→ Task to carry out
Copy all lines in the data that contain the string "foliage".
Exercise materials: Begin
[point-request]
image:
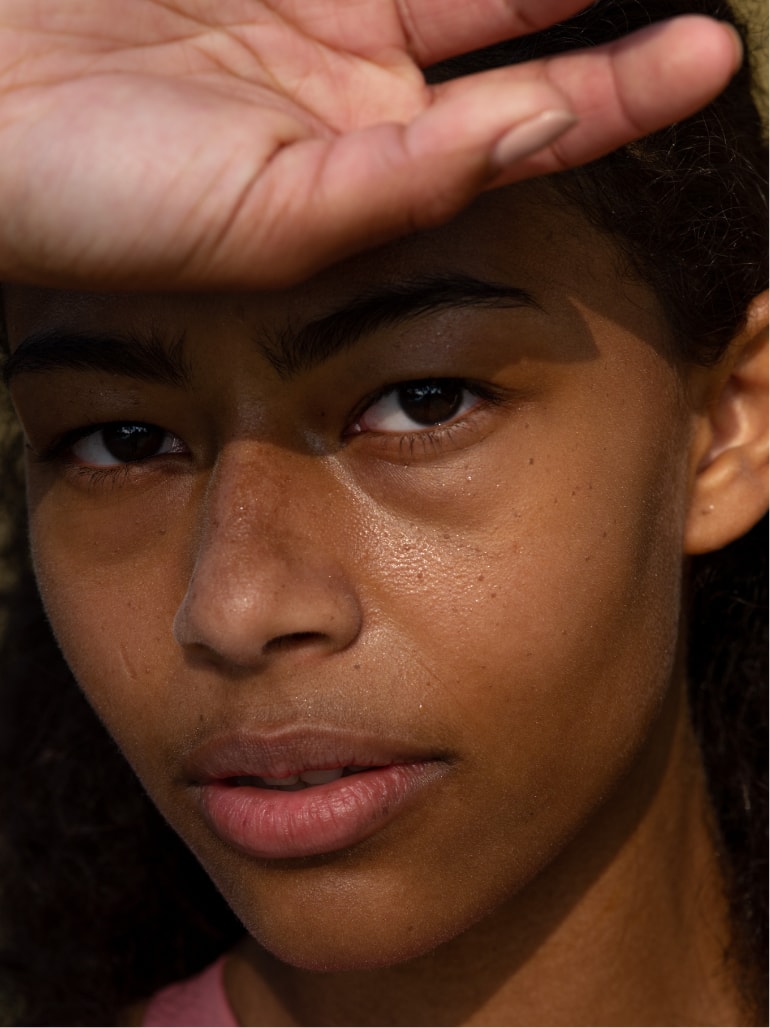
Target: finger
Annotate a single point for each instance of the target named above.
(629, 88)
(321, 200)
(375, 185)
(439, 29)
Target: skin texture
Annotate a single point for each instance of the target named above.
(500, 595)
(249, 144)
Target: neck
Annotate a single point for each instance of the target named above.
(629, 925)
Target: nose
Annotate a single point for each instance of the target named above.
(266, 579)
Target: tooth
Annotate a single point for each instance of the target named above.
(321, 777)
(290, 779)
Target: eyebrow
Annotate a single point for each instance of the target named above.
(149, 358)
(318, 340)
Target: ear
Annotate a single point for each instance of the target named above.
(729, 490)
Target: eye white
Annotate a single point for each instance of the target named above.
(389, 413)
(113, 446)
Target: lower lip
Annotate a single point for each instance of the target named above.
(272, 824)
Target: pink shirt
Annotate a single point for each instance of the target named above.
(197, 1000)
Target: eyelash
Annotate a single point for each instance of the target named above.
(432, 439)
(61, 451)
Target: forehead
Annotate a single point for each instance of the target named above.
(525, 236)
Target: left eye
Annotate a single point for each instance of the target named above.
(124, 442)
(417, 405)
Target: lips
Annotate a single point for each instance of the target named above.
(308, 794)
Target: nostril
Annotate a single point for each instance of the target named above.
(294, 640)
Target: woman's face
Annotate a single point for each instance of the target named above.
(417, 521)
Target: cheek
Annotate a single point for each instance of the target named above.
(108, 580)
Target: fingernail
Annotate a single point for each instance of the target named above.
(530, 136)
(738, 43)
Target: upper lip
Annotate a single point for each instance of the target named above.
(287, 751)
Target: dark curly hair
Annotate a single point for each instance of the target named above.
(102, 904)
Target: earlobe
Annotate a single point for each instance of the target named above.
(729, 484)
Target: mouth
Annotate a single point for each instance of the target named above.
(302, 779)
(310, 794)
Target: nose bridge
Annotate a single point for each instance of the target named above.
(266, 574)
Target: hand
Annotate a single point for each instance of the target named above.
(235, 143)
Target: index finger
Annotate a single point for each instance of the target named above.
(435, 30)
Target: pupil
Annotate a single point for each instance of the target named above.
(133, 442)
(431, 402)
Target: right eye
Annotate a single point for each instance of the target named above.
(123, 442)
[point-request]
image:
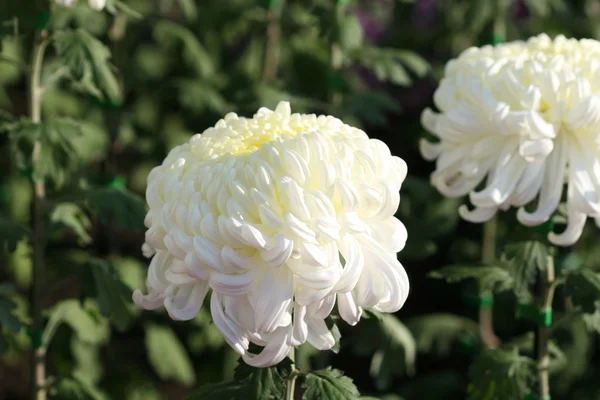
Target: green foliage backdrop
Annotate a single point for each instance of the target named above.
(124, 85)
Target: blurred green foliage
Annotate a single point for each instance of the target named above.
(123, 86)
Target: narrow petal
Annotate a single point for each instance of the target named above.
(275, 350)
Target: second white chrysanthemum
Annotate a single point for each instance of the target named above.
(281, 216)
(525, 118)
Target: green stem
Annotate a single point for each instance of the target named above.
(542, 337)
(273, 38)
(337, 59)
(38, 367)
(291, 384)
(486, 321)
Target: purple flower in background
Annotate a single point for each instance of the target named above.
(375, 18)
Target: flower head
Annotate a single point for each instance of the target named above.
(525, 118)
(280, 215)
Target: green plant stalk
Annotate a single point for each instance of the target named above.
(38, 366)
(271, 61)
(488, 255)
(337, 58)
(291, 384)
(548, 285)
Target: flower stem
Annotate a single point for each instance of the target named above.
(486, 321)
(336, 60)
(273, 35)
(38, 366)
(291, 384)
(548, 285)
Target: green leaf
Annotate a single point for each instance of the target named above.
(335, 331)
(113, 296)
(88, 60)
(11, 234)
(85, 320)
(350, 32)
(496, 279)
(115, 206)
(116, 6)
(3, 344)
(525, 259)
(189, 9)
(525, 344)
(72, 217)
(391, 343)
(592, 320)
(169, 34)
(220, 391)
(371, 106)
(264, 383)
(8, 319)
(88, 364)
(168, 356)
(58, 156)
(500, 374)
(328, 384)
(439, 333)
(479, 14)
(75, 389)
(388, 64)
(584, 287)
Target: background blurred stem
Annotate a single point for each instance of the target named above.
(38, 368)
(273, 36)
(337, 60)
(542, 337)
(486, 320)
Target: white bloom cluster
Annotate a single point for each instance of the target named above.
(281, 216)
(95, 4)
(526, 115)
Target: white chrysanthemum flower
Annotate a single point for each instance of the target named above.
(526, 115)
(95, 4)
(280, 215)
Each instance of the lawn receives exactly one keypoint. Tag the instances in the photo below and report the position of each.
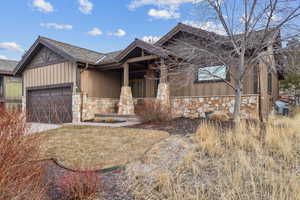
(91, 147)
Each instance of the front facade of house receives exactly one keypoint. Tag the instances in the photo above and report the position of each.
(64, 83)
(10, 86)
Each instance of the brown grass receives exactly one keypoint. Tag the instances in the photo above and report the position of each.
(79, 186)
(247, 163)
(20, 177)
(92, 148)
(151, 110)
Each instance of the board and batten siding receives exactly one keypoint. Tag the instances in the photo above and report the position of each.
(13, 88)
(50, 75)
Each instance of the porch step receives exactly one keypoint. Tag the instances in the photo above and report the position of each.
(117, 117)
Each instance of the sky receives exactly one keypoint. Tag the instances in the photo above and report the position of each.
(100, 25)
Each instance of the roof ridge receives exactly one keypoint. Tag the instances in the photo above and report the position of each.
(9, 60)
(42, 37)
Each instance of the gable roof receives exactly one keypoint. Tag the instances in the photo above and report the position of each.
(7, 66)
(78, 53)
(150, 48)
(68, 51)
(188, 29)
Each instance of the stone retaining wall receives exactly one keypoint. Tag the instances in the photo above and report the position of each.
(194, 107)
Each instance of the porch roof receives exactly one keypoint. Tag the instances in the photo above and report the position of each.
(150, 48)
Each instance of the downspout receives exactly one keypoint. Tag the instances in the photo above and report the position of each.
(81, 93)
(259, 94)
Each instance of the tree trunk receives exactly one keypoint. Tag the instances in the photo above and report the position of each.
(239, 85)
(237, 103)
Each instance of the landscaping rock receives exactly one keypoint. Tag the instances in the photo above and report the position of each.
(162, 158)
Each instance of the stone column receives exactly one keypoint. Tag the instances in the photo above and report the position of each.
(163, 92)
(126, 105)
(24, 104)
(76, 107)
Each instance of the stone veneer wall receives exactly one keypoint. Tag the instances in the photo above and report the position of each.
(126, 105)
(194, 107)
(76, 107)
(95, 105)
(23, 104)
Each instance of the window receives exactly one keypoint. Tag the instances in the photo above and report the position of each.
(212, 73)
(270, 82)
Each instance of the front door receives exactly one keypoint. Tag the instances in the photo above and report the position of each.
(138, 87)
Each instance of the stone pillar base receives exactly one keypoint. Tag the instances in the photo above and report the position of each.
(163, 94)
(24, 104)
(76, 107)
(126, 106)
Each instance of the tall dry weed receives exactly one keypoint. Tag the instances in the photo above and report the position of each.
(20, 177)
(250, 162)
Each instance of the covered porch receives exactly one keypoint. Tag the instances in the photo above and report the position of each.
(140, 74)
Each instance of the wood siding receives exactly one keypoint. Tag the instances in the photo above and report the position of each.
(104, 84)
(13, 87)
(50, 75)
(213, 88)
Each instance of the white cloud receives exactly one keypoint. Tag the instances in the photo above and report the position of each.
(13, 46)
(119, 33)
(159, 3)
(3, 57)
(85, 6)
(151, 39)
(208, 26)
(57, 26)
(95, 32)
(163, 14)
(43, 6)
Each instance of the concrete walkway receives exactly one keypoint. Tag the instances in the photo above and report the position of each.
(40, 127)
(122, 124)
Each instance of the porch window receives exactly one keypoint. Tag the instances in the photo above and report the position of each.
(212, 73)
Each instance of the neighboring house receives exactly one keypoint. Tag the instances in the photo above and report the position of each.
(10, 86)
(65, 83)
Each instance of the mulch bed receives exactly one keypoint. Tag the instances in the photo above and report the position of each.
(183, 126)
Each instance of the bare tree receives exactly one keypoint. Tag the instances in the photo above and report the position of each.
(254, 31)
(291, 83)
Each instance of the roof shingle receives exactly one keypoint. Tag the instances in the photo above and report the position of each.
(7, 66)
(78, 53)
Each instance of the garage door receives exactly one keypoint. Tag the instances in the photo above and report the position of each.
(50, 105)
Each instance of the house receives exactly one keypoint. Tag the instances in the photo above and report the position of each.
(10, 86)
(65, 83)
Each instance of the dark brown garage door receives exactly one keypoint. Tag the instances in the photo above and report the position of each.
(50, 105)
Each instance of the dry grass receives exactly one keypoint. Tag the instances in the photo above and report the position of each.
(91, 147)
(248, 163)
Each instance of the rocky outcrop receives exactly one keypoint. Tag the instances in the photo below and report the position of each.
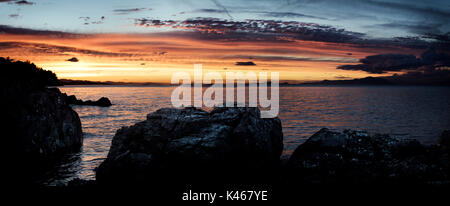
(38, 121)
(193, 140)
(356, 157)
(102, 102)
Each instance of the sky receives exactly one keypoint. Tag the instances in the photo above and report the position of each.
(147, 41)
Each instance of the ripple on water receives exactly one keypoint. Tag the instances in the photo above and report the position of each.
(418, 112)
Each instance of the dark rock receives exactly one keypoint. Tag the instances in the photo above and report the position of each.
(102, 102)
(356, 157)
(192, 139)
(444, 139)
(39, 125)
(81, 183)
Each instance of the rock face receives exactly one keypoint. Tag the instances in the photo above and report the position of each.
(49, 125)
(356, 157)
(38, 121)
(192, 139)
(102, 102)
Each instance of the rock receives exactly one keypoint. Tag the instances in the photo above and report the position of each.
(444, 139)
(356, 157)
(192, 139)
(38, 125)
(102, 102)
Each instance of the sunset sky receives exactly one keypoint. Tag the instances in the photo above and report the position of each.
Exercise materials: End
Exercise materials: Begin
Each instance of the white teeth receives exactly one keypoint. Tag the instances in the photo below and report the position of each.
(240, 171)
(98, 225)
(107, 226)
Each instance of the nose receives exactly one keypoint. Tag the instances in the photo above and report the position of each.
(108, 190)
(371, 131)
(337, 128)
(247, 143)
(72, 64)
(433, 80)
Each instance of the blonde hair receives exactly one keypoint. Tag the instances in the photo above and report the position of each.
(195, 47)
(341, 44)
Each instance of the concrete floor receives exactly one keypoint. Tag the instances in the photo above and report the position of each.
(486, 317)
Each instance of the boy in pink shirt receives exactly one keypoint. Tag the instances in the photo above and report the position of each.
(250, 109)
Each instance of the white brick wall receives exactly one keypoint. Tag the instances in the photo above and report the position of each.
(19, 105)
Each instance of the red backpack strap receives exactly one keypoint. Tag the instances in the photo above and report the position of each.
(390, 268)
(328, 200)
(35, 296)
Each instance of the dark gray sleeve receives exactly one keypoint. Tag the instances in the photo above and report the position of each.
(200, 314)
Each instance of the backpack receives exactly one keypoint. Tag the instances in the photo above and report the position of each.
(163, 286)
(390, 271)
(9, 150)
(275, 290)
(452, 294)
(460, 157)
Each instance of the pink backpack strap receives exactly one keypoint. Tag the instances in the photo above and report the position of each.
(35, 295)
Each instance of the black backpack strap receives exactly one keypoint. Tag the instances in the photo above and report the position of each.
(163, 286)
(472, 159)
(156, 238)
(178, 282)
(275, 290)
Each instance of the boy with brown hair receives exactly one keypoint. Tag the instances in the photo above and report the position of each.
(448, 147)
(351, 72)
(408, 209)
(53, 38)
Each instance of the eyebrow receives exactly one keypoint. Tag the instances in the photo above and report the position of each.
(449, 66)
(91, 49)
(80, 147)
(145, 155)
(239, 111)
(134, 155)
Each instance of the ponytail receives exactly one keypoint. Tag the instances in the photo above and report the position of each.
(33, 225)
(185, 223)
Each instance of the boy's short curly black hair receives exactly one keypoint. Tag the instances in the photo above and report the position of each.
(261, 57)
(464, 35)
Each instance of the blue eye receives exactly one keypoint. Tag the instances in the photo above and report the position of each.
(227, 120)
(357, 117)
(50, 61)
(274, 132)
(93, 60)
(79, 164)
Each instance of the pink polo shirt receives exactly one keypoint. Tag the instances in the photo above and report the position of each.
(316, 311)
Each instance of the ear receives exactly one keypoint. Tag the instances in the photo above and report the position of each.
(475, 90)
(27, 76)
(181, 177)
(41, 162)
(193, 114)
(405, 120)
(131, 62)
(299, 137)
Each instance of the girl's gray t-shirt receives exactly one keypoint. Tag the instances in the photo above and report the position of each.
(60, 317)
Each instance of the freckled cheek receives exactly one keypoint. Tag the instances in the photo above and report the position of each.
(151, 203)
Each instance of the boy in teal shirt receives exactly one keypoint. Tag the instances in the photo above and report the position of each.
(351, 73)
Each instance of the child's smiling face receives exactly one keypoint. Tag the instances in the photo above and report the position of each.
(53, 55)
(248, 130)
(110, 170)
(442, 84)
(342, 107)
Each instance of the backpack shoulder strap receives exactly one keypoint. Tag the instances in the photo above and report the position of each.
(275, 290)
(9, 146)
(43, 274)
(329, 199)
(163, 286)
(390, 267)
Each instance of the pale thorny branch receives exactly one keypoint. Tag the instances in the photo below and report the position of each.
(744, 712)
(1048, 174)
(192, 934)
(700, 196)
Exercise materials: End
→ Written solution
Target: green foliage backdrop
Target: blurred green foliage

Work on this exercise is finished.